WHAT YOU HAVE TO DO:
This exercise calls for the whole listing to be given again exactly, without images.
============
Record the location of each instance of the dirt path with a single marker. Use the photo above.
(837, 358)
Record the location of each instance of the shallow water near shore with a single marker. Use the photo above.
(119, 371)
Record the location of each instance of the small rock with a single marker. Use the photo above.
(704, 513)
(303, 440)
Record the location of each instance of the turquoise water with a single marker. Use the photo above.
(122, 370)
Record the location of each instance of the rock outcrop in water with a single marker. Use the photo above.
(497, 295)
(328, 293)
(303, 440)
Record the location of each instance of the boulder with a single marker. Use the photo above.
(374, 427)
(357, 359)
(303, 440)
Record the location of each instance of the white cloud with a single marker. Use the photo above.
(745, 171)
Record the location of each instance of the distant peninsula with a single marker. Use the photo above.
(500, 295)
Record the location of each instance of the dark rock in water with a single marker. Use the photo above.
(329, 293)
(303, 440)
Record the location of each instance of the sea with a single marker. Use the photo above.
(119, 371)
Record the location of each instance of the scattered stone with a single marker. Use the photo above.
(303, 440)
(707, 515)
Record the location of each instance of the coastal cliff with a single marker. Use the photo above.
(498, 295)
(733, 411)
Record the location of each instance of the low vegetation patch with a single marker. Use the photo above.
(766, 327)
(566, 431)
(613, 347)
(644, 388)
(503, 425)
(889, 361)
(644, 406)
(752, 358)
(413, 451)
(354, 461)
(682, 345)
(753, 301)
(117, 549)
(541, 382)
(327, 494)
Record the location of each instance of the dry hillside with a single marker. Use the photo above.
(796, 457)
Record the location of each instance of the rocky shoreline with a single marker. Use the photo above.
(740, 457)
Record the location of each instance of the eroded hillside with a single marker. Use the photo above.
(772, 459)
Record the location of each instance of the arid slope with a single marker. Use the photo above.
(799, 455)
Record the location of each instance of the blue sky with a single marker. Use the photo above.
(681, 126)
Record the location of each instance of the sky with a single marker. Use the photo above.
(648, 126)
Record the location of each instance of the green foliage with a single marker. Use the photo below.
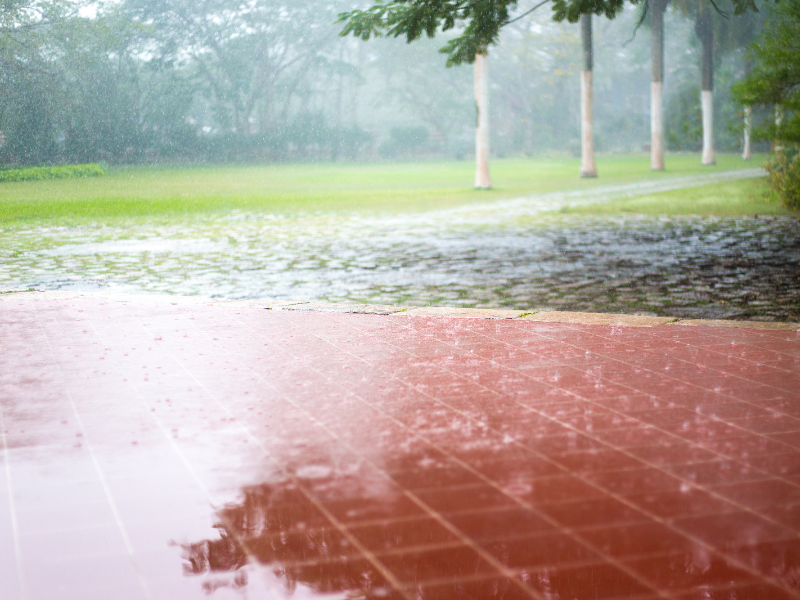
(783, 176)
(479, 21)
(775, 80)
(61, 172)
(403, 141)
(177, 193)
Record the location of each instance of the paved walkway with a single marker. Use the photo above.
(502, 254)
(157, 448)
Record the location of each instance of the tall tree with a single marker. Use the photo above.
(484, 20)
(657, 7)
(774, 80)
(588, 167)
(704, 27)
(482, 179)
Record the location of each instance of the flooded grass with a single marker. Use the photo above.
(748, 197)
(407, 235)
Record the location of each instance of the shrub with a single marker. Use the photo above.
(62, 172)
(783, 175)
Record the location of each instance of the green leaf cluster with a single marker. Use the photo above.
(775, 79)
(783, 176)
(480, 21)
(61, 172)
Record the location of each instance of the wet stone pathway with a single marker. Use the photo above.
(698, 267)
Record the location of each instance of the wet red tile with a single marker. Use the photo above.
(586, 582)
(754, 494)
(636, 539)
(785, 515)
(460, 499)
(716, 472)
(502, 523)
(592, 513)
(634, 482)
(548, 549)
(687, 501)
(754, 591)
(428, 565)
(352, 576)
(733, 529)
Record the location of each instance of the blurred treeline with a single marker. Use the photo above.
(260, 80)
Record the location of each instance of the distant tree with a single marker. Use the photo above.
(588, 167)
(774, 79)
(481, 21)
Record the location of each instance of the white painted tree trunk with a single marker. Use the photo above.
(657, 86)
(778, 145)
(588, 167)
(747, 152)
(482, 179)
(707, 104)
(657, 126)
============
SOLUTION TO THE EXERCISE:
Record the location of each instance of the dirt path with a single marker. Use the photo above.
(837, 358)
Record the location of each instance of the shallow water near shore with a single marker. Use the photo above.
(119, 371)
Record the location of each instance of the small rock with a single marker. Use the photo above.
(704, 513)
(303, 440)
Record the location of each instance of the turquoise water with a single marker. Use the photo above.
(122, 370)
Record the location of each instance of the rock outcrop in water with a single marker. Use the photo above.
(497, 295)
(328, 293)
(303, 440)
Record the location of each instance of the boulder with a single marker. Use the photo above.
(374, 427)
(357, 359)
(303, 440)
Record the location of each instance of the white cloud with a single marker. Use the photo above.
(745, 171)
Record the location of each instance of the distant peninsula with a single marker. Use the photo above.
(500, 295)
Record the location of each instance of the dark rock in water with a single marker. Use the photo above.
(329, 293)
(303, 440)
Record the location of each instance of the sea with a single marker. Use the photo above.
(119, 371)
Record the location of each instance of the scattered stone with a single marker. Use the photo above.
(303, 440)
(707, 515)
Record the location of each instance of the coastal cliff with a single marker. Use the photo above.
(498, 295)
(733, 411)
Record the location of each instance of the low vegetation patch with a single marker. Use the photo above.
(766, 327)
(566, 431)
(613, 347)
(644, 388)
(503, 425)
(889, 361)
(644, 406)
(752, 358)
(413, 451)
(354, 461)
(682, 345)
(753, 301)
(117, 549)
(541, 382)
(327, 494)
Record the location of each instance of the dry hillside with a single marker. Use the photo above.
(796, 457)
Record the location of each instance of the rocky shoreline with a single marker. Use the photo above.
(740, 457)
Record the location of each instance of the eroded hillside with a single marker. Use the photo above.
(772, 459)
Record the location of each instance of the arid slope with a single marker. Use the photo above.
(799, 455)
Record the location of each instance of the blue sky with a single marker. Use the photo above.
(681, 126)
Record the location of each instance of the sky with a single marker. Use the photo above.
(648, 126)
Record the location of each instance of the green foliage with a single marker. Use the photo below.
(783, 176)
(479, 21)
(775, 80)
(61, 172)
(403, 141)
(177, 193)
Record the location of each instance of the paved walkway with a single marker. Use the photo above.
(502, 254)
(157, 448)
Record the location of each instance of the tall tree with a single marker. Use the photo above.
(484, 20)
(657, 7)
(774, 80)
(588, 167)
(704, 27)
(482, 179)
Record the location of each instance of the flooded grass with a single marker. Use the photo above.
(748, 197)
(407, 235)
Record the location of each instance of the shrub with a single marker. Use the photo above.
(62, 172)
(783, 175)
Record the location of each instance of the green leaf cluster with a single marker. Use the photo above.
(775, 79)
(783, 176)
(480, 21)
(61, 172)
Record the location of each instance of the wet stone pathway with a single marker. Use the photo above.
(698, 267)
Record the location of each instance of the wet red tile with a single marker. Use the photo above.
(586, 582)
(754, 494)
(636, 539)
(785, 515)
(460, 499)
(716, 472)
(502, 523)
(592, 513)
(634, 482)
(548, 549)
(687, 501)
(754, 591)
(428, 565)
(352, 576)
(733, 529)
Record the location of each instance of the blurred treeline with a single marker. Use the photo above.
(260, 80)
Record the location of each instance of the distant tree with a single marker. Use the photo above.
(588, 167)
(774, 79)
(481, 21)
Record the location of each instance of the white painted tree trunk with a single marker. Use the photo above.
(657, 86)
(778, 145)
(588, 167)
(747, 152)
(482, 179)
(707, 104)
(657, 126)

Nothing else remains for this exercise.